Passage provided:
##############################

What the papers have said about Two Fisted Art. In 2003.

Two Fisted Art
W Minc WMINCD027

THE MOODISTS emerged from Adelaide in South Australia at the end of the 1970s, and headed via Melbourne to London. Here they joined fellow antipodeans the Go-Betweens, the Scientists and Nick Cave in a living hell of bad drugs, bad weather and bad cooking. At the end of the 1980s they went home empty-handed, despite critical acclaim and a fearsome live presence. Two Fisted Art, a Best Of supplemented by a superb bonus live CD, proves the Moodists the equal of any of their post-punk peers in the unfettered noise stakes, but maybe Dave Graney's elliptical, epic, witty, self-mythologising lyrics and histrionic, golden wolverine growl made too many intellectual demands on the indie-rock fans of the mid-1980s. If the Moodists are an unknown quantity, you now have the enviable pleasure of discovering them for the first time.
Stewart Lee , Sunday Times UK, May 2003

The Moodists rehearsl room 2003

Moodists, Sand Pebbles
The Tote, Friday 14/2/03

Getting an early start to this gig was competing with the jaw-dropping Michael Jackson doco on the TV at home for many, but the crowd built up steadily during the Sand Pebbles set. First song was a kind-of instrumental punctuated by minimal vocals, followed by the e-bow guitar and dexterous bass of their almost-hit cover of nutcase supreme Julian Cope’s Out Of My Mind On Dope And Speed,but with the crazy Hawkwind-esque flange production of the recorded version sadly absent. Other songs were carried off with classy aplomb by the hard-to-pigeonhole sort-of-rock band that’s not trying to be just glamorous or flavour-of-the-month fashionable (although if one were to compare their sound a little to Gomez or Coldplay it wouldn’t be the insult it may initially appear, with the la la la of the final song touching on Morrison/Camilleri/De Ville territory), leaving some punters looking bemused, others converted. (Have a listen to their Eastern Terrace CD to be further confounded.)

##############################

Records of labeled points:
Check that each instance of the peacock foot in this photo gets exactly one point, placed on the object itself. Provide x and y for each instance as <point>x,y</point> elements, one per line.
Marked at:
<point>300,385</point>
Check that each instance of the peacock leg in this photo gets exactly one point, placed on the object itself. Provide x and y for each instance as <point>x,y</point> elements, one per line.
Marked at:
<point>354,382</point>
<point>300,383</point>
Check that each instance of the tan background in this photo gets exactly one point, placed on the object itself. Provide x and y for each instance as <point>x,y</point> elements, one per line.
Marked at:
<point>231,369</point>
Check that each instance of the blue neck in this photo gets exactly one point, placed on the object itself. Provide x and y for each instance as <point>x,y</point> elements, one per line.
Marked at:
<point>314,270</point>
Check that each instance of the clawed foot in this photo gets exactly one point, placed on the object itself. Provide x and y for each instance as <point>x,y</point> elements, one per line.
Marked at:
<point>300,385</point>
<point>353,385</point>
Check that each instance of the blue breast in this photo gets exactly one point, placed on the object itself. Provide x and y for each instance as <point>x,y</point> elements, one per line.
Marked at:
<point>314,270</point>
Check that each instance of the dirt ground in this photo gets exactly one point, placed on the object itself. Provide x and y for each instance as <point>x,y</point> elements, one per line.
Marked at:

##############################

Required work: In the Moodists press page, which city did the band emerge from? These records were taken from a separate source.

Output for this task: Adelaide in South Australia.